▶ Set exercise A:
Extract the records starting at the line that contains "Would you be able to point at the throw" and ending at the end of the records, and repeat those lines exactly, leaving the pictures out of your answer.

▶ Reading text:
Here are the steps you’d follow to calculate the Beta of a hypothetical portfolio:
1. Calculate the total value of each stock in the portfolio by multiplying the number of shares that you own of the stock by the price of its shares:
Stock ABB: 500 shares X $20 a share each = $10,000.
2. Figure out what proportion each stock in their portfolio represents by dividing the stock’s total value by the portfolio’s total value:
Stock ABB’s total value of $10,000/Portfolio’s total value of $80,000 = 0.125.
3. Multiply each stock’s fractional share by its Beta. This will calculate the stock’s weighted beta:
Stock ABB’s beta of 1.2 X its fractional portfolio of 0.125 = 0.15.
4. Add up the individual weighted betas.
Here is the whole hypothetical portfolio with a total beta of 1.22, benchmarked to the S&P 500. That means when the index moves 1%, this portfolio as a whole is 22% more risky than the index.
Stock
Value
Portfolio Share
Stock Beta
Weighted Beta
ABB
$10,000
0.125
1.20
0.15
CDD
$30,000
0.375
0.85
0.319
EFF
$15,000
0.1875
1.65
0.309
GHH
$25,000
0.3125
1.42
0.44375
Sum
1.22
4 Ways to Characterize Beta
Investors always measure a portfolio’s beta against a benchmark index, which they give a value of 1. Stocks that have a beta higher than one are more volatile than the overall market, and those with a beta of less than one are less volatile than the overall market.

▶ Records for the task:
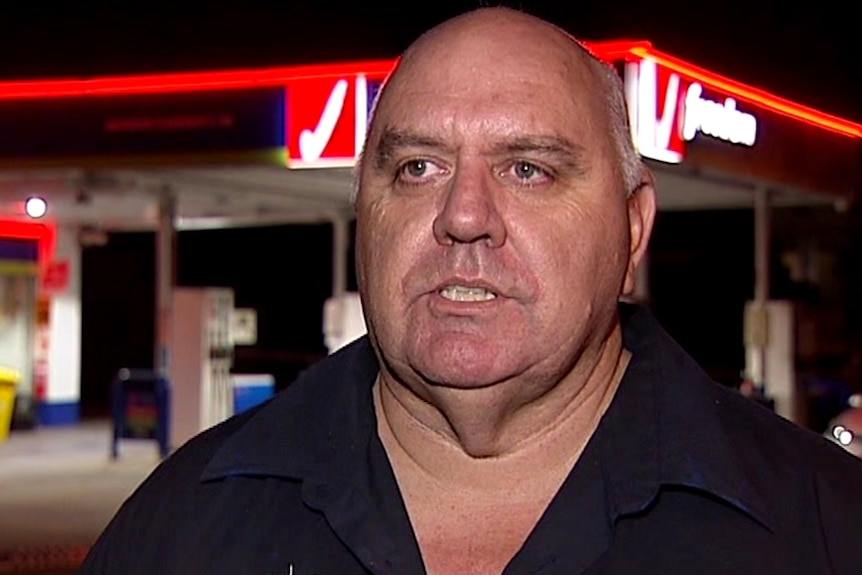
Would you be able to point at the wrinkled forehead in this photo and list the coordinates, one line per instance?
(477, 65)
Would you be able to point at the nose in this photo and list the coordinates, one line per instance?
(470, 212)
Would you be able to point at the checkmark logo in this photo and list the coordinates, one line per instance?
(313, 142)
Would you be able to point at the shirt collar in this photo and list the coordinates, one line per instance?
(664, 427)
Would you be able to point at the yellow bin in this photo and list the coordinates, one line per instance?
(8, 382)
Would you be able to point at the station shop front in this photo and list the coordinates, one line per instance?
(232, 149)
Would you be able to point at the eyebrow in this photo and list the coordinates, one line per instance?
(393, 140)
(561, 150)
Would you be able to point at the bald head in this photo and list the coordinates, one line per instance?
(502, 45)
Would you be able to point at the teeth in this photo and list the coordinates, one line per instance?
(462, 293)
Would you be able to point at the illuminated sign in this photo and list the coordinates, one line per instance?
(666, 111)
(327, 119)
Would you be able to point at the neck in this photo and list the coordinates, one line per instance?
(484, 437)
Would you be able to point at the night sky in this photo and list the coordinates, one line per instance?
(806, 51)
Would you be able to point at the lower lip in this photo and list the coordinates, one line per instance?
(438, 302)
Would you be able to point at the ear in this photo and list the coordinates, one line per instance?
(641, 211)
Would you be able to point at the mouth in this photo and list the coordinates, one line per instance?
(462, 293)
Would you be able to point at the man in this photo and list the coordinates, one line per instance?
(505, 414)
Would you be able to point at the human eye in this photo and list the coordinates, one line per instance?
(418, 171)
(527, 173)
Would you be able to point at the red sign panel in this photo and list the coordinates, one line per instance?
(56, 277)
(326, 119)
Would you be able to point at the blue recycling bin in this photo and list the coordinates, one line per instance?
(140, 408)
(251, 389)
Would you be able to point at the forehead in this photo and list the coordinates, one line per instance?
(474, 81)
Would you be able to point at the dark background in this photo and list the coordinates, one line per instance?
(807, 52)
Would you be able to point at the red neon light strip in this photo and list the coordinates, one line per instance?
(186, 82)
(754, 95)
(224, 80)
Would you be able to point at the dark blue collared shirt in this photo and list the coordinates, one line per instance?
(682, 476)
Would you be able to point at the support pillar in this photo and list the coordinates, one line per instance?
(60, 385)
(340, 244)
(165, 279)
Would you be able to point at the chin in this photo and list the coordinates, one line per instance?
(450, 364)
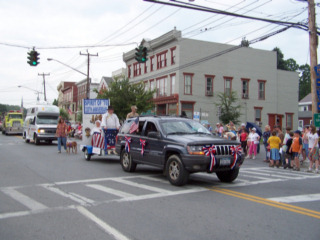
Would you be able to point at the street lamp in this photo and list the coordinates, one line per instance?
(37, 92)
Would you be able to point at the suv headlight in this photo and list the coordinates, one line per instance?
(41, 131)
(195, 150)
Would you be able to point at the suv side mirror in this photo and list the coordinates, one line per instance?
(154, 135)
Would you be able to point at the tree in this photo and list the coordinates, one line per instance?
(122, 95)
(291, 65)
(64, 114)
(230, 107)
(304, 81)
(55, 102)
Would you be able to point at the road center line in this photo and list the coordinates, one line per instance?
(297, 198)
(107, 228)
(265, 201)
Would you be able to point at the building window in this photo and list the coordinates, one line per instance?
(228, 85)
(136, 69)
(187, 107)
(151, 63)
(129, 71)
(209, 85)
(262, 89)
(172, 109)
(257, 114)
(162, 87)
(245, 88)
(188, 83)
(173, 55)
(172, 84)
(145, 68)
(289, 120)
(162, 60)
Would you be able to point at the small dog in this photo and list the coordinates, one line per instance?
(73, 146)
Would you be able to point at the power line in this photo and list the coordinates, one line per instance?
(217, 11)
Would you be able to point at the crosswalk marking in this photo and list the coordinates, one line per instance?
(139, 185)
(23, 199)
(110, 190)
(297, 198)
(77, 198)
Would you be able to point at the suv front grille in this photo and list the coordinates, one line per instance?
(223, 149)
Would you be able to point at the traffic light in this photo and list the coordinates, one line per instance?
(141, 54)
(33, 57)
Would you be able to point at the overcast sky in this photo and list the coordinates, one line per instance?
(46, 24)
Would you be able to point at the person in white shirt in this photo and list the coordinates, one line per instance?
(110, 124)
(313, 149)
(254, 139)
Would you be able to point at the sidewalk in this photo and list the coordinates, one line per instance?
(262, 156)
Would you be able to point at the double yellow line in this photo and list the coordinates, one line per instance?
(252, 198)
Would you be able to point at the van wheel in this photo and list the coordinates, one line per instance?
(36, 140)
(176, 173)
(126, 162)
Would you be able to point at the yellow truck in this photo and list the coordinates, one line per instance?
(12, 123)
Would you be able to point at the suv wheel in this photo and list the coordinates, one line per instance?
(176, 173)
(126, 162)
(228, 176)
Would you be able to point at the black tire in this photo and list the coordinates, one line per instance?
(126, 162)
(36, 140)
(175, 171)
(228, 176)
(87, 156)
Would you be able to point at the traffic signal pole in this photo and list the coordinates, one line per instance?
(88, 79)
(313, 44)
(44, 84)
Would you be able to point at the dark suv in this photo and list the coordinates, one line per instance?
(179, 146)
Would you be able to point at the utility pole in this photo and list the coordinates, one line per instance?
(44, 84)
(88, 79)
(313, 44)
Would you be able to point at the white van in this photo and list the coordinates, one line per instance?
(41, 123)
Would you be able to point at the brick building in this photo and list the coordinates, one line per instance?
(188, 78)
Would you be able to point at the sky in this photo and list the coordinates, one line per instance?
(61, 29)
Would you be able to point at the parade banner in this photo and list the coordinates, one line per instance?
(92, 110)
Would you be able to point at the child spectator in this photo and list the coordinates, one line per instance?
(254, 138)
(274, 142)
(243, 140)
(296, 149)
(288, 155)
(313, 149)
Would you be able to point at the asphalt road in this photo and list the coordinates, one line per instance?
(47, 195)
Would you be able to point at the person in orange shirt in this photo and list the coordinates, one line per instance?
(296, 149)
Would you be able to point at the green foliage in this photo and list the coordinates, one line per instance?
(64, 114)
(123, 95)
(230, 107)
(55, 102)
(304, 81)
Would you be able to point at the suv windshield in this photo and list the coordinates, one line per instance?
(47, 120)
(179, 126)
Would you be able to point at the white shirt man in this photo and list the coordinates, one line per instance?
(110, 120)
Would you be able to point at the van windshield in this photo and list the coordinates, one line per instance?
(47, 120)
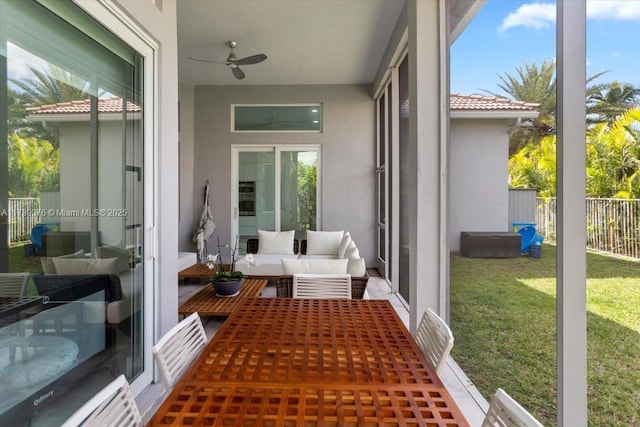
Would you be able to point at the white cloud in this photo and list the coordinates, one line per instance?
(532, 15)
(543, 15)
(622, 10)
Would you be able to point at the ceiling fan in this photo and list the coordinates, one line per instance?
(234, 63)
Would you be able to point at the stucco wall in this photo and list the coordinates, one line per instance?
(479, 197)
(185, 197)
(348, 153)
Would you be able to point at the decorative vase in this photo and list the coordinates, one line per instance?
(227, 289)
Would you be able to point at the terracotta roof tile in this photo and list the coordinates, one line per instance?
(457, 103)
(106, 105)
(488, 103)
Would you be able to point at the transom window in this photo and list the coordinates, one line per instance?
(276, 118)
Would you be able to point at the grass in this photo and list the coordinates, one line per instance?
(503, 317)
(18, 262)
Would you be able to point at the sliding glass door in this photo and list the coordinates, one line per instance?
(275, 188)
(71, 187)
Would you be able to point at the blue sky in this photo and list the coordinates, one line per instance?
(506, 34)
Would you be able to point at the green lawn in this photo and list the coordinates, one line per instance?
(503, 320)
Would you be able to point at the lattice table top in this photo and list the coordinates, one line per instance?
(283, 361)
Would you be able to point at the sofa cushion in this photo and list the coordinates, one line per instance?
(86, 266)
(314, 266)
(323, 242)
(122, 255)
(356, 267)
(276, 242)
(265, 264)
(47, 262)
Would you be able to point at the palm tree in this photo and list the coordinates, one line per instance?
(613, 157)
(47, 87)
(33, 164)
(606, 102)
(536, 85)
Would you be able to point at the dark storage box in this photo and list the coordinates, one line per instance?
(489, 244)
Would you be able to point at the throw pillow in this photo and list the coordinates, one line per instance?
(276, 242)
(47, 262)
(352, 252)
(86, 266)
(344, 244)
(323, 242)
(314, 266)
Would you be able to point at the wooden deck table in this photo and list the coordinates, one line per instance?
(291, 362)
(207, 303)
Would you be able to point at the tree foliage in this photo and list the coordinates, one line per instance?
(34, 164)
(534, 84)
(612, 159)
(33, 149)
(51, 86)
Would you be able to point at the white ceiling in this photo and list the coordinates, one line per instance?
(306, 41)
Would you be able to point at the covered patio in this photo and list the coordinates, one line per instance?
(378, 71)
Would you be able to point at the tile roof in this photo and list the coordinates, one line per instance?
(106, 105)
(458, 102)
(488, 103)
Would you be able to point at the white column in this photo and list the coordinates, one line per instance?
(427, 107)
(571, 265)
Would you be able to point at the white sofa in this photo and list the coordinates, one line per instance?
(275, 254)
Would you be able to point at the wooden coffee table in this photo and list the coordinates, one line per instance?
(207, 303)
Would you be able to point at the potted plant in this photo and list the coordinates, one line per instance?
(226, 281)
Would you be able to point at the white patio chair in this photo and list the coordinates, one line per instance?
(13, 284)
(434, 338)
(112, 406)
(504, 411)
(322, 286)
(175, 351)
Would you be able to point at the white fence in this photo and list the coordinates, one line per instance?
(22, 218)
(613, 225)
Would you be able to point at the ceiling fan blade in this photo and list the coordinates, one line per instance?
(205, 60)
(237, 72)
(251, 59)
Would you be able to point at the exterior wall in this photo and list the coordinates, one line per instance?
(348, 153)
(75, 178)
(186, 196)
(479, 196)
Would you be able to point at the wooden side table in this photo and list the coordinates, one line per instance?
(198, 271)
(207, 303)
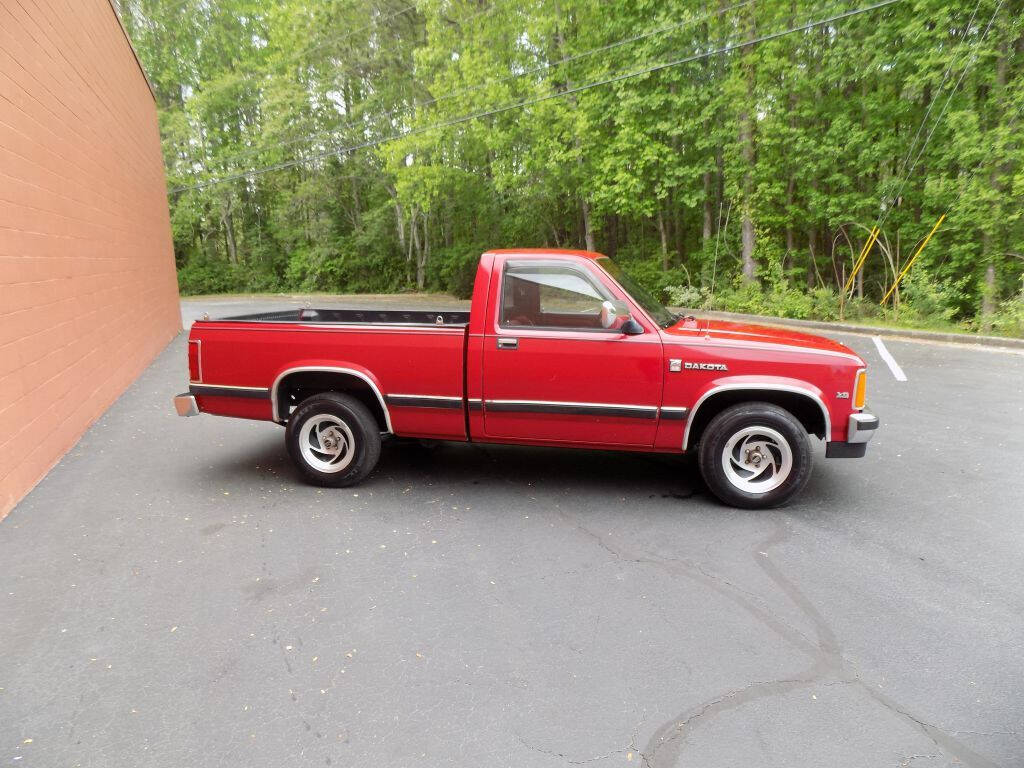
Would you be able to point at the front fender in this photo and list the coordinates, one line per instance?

▶ Set exercise B:
Copy the portfolio beta text exactly, starting at "3. Multiply each" and ending at "than the index.".

▶ Exercise response A:
Would you be able to point at the throw pillow in this photo and list the coordinates, one line per instance?
(276, 242)
(47, 262)
(352, 252)
(86, 266)
(344, 244)
(323, 242)
(314, 266)
Would you be able to point at the wooden deck table in this photo and list the coordinates, one line per instance?
(291, 362)
(207, 303)
Would you be able to point at the tree foliage in this photo and list the coordinates, one line per instance?
(34, 164)
(534, 84)
(612, 159)
(33, 149)
(51, 86)
Would you be able to point at the white ceiling in this photo and list the coordinates, one line per instance?
(306, 41)
Would you be able to point at the covered patio in this photo and list the coordinates, one line per instance?
(378, 71)
Would you be able to point at the tile roof in this photo and list the coordinates, one line per instance?
(106, 105)
(458, 102)
(488, 103)
Would you be able to point at the white column in this photo and list the coordinates, one line per instance?
(427, 107)
(571, 265)
Would you be able to point at the white sofa in this photo and list the coordinates, one line per instance?
(275, 254)
Would you be able to point at the wooden coffee table in this photo and list the coordinates, one line per instance?
(207, 303)
Would you be able to point at the potted plant in this photo and list the coordinates, one line per instance?
(226, 281)
Would you be able to point at the white patio chair in this photo and list the coordinates, one line per instance?
(13, 284)
(434, 338)
(112, 406)
(504, 411)
(322, 286)
(175, 351)
Would you be able to point at the white fence in this photo and list the coordinates, one line per instance?
(22, 218)
(613, 225)
Would you be able to point at the ceiling fan blade in this photo and list the coordinates, one line per instance?
(205, 60)
(237, 72)
(251, 59)
Would you be able to point at the exterior wall in this photo and list the coordinates, one line per instance?
(348, 153)
(75, 178)
(186, 196)
(479, 196)
Would you be able to point at the wooden side table in this photo and list the coordinates, one line per instance?
(198, 271)
(207, 303)
Would you be able to point at the front fender in this photo and list the coordinates, one line per instance?

▶ Exercise response B:
3. Multiply each stock’s fractional share by its Beta. This will calculate the stock’s weighted beta:
Stock ABB’s beta of 1.2 X its fractional portfolio of 0.125 = 0.15.
4. Add up the individual weighted betas.
Here is the whole hypothetical portfolio with a total beta of 1.22, benchmarked to the S&P 500. That means when the index moves 1%, this portfolio as a whole is 22% more risky than the index.